Exercise description:
Please repeat the records below word for word, from their first line through the line that contains "[[314, 136]]".

Task data start

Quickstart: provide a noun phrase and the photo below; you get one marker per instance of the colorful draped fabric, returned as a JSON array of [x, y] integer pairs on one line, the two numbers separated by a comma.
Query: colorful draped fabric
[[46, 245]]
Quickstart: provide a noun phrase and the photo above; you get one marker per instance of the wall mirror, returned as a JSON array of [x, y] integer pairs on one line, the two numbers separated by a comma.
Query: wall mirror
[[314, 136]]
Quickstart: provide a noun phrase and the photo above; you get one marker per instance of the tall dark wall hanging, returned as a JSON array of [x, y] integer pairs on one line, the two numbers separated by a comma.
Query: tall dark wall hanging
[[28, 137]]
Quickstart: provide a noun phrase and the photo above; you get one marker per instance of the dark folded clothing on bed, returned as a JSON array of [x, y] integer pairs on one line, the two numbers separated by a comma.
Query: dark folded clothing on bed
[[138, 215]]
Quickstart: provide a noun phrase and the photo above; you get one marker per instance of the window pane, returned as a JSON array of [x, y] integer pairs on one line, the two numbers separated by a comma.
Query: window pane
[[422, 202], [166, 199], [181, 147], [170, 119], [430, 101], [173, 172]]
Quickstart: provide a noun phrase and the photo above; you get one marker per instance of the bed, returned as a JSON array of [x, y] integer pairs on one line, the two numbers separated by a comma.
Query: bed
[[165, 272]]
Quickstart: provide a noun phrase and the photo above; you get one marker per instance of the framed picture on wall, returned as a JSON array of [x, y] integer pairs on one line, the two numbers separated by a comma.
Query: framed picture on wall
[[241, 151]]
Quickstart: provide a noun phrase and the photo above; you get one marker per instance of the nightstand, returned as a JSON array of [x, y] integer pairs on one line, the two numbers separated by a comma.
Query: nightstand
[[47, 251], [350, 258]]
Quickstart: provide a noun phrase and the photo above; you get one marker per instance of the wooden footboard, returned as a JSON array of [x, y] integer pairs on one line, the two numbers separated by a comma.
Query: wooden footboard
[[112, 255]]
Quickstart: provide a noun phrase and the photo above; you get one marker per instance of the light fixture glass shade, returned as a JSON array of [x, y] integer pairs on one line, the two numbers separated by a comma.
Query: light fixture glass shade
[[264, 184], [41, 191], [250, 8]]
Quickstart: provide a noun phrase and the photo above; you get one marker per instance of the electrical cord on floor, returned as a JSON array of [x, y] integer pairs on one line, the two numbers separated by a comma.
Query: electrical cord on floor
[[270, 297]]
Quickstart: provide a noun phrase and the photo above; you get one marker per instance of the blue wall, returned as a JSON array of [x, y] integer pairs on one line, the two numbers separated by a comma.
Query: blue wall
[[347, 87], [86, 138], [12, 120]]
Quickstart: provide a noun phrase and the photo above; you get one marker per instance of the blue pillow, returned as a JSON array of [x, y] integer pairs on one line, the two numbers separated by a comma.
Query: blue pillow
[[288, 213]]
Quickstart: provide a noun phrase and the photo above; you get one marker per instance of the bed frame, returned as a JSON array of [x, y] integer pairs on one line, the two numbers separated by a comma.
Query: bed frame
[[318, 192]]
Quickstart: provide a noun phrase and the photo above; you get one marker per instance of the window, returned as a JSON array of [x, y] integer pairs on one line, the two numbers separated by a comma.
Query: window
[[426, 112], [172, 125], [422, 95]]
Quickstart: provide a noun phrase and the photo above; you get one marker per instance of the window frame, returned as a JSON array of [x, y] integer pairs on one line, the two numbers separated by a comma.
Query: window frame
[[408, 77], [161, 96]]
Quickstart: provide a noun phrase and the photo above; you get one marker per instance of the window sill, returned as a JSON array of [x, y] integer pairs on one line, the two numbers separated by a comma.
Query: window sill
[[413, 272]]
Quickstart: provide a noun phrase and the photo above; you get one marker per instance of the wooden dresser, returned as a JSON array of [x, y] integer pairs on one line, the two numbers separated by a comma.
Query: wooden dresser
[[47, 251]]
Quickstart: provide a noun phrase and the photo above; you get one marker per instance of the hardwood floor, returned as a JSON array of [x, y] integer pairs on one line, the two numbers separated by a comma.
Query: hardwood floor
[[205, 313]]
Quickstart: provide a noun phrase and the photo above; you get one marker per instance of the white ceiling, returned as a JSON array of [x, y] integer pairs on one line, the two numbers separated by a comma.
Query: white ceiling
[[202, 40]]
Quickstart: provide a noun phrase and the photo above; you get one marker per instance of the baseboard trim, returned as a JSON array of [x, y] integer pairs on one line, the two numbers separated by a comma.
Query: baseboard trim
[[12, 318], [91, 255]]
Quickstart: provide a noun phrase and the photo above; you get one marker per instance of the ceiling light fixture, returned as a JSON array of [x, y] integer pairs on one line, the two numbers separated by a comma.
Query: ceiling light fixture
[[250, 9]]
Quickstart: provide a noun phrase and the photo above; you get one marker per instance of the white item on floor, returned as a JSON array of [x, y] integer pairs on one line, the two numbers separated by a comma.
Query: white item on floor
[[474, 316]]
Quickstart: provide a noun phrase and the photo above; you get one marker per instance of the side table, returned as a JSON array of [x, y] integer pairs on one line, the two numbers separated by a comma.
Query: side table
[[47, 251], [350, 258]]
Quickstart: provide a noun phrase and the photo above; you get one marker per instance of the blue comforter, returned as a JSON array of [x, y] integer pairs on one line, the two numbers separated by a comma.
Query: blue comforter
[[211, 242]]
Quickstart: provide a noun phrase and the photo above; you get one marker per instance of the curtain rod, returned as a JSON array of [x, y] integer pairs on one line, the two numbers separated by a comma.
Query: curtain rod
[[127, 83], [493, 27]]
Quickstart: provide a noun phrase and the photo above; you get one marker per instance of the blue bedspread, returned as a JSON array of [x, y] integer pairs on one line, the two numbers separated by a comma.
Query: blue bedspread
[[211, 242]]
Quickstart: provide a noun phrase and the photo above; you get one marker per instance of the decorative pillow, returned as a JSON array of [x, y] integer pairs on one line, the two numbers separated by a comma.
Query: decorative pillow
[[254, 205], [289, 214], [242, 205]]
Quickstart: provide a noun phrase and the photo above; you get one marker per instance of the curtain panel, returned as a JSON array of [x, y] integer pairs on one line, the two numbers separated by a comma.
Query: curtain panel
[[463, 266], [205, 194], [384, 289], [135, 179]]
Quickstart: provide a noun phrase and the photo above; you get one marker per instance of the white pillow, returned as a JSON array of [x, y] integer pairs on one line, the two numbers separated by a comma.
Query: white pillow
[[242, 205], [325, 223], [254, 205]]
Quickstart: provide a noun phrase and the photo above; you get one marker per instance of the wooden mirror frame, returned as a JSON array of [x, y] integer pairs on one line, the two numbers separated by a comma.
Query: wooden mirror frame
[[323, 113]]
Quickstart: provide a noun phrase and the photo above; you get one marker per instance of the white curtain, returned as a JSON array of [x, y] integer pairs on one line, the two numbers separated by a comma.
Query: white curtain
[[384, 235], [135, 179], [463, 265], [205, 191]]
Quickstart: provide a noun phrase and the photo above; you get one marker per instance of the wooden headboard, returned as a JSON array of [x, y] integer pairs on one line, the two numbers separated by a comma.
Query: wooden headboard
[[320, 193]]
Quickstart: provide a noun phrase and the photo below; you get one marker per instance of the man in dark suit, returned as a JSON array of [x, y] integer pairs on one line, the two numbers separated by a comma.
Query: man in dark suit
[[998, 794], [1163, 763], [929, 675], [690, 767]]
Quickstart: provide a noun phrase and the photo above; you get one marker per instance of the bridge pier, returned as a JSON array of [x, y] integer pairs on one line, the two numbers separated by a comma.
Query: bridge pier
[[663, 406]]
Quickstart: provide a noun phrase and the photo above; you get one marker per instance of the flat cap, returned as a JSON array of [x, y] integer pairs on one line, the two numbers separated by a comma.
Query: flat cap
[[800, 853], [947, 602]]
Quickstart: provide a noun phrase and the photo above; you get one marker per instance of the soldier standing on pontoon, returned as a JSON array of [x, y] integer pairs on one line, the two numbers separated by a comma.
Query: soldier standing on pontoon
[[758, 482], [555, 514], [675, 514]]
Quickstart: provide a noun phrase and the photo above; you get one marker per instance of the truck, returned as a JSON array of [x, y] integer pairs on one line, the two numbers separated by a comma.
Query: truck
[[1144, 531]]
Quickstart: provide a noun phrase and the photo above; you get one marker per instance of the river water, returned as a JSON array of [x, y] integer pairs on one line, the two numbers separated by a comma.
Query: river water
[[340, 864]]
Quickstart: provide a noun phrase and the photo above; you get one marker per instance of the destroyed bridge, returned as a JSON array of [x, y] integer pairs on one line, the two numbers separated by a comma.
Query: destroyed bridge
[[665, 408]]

Task data end

Response:
Quickstart: provide a noun phrase and the photo below; you get one marker per instance of the colorful draped fabric, returned as a JSON array of [x, y] integer pairs on one line, the two numbers separated by a comma.
Query: colorful draped fabric
[[46, 245]]
Quickstart: provide a noun phrase and the photo above; you get one marker per instance of the wall mirror, returned as a JSON array of [x, y] integer pairs on one line, the two numbers separated by a comma.
Query: wall mirror
[[314, 136]]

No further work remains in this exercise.